Copy out the text below on management and leadership in dental nursing, word for word and in full.

DOCUMENT EXTRACT>
--

Blue torn paper labeled AGENDA on clothespin

Management and Leadership in Dental Nursing maps to meeting P 2.1. For dental nurses this means knowing how to support patients and colleagues and to keep care within your professional scope.

CQC's well-led dental guidance separates leadership, management and governance: leadership shapes culture and behaviour, while management establishes reliable systems, checks and actions. The NHS Healthcare Leadership Model also treats leadership as behaviours anyone can show, not only those in formal managerial roles.

What to notice in practice

  • Planning rotas: identify who will meet the patient or team need next, then hand over or escalate clearly.
  • Checking equipment: confirm readiness, record any concerns and prevent unsafe workarounds becoming normal practice.
  • Following SOPs: follow procedures and flag issues promptly if they cannot be followed.
  • Allocating rooms: match the room to the patient need and communicate assignments clearly.
  • Tracking actions: close the loop so agreed improvements are checked and completed.

--

DATASET RECORDS>
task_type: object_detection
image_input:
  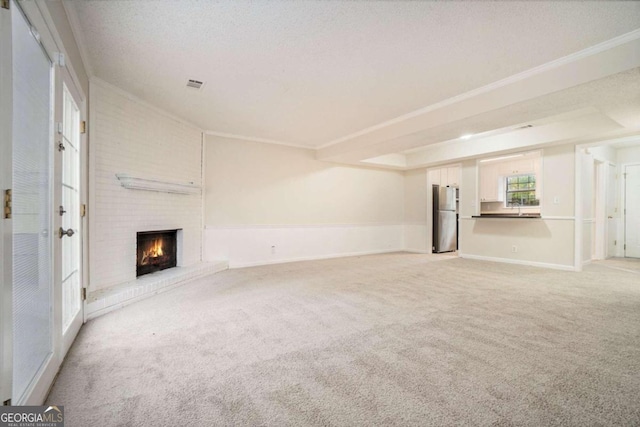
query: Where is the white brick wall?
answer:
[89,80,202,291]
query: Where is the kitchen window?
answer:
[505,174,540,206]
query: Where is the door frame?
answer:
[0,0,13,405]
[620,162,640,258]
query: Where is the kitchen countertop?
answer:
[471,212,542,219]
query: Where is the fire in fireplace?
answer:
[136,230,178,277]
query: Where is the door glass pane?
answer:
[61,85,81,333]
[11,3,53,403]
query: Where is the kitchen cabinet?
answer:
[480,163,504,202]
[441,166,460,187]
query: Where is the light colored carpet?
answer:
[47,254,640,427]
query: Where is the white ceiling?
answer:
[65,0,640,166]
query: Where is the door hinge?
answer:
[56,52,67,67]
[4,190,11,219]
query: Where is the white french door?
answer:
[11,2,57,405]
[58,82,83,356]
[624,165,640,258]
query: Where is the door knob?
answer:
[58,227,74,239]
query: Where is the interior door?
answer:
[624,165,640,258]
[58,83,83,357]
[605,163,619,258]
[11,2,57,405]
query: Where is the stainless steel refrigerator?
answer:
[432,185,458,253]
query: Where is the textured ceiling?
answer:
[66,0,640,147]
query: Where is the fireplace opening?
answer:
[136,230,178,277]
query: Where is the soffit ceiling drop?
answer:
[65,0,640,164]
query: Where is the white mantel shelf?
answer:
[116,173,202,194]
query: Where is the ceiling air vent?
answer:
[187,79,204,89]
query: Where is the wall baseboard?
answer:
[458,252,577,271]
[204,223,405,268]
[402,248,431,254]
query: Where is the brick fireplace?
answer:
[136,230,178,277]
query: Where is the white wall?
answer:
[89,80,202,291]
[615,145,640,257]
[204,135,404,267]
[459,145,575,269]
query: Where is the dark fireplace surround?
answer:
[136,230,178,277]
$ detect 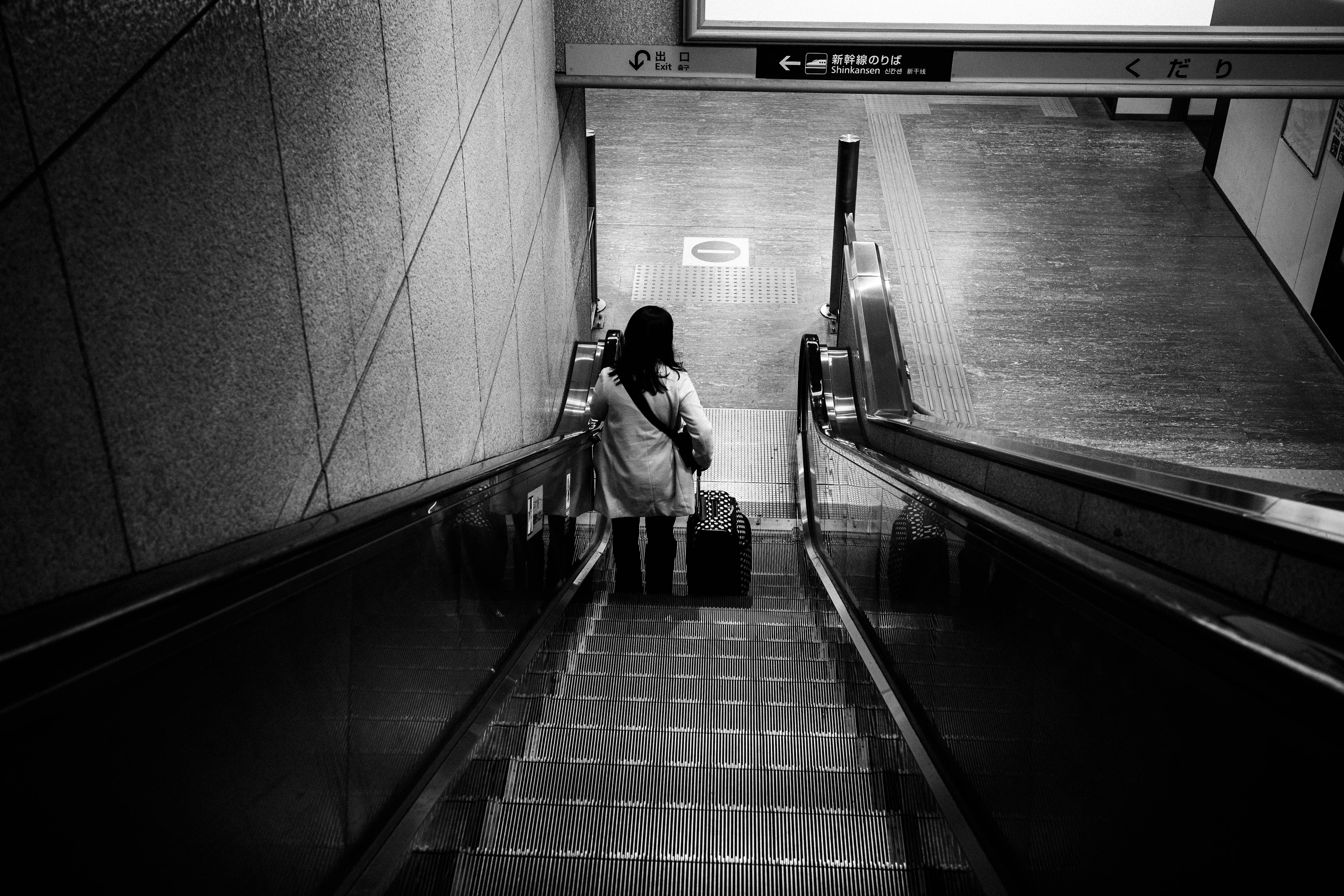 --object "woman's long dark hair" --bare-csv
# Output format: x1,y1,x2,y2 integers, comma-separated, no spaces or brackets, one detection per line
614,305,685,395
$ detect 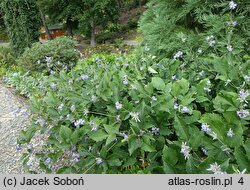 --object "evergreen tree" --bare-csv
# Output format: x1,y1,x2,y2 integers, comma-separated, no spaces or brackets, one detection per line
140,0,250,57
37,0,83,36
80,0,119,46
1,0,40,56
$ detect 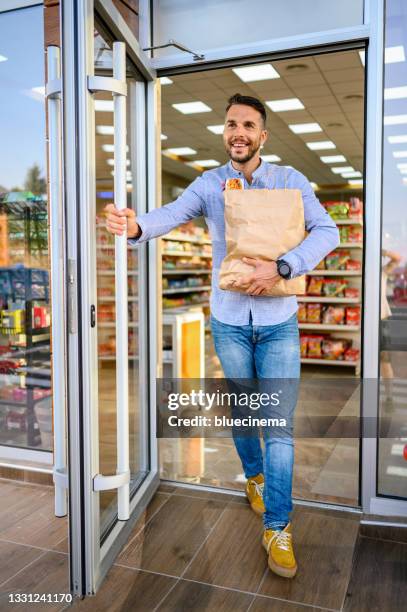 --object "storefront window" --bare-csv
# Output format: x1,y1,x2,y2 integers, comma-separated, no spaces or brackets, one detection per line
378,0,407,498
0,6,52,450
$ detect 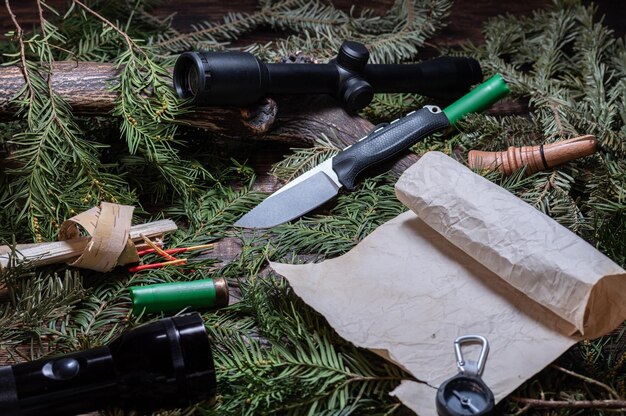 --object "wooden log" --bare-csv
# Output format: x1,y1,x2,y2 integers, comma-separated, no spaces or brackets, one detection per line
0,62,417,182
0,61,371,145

--

OUTPUT OF THE TASK>
Blue torn paper labeled AGENDA on clothespin

Management and Leadership in Dental Nursing maps to meeting P 2.1. For dental nurses this means knowing how to support patients and colleagues and to keep care within your professional scope.

CQC's well-led dental guidance separates leadership, management and governance: leadership shapes culture and behaviour, while management establishes reliable systems, checks and actions. The NHS Healthcare Leadership Model also treats leadership as behaviours anyone can show, not only those in formal managerial roles.

What to notice in practice

  • Planning rotas: identify who will meet the patient or team need next, then hand over or escalate clearly.
  • Checking equipment: confirm readiness, record any concerns and prevent unsafe workarounds becoming normal practice.
  • Following SOPs: follow procedures and flag issues promptly if they cannot be followed.
  • Allocating rooms: match the room to the patient need and communicate assignments clearly.
  • Tracking actions: close the loop so agreed improvements are checked and completed.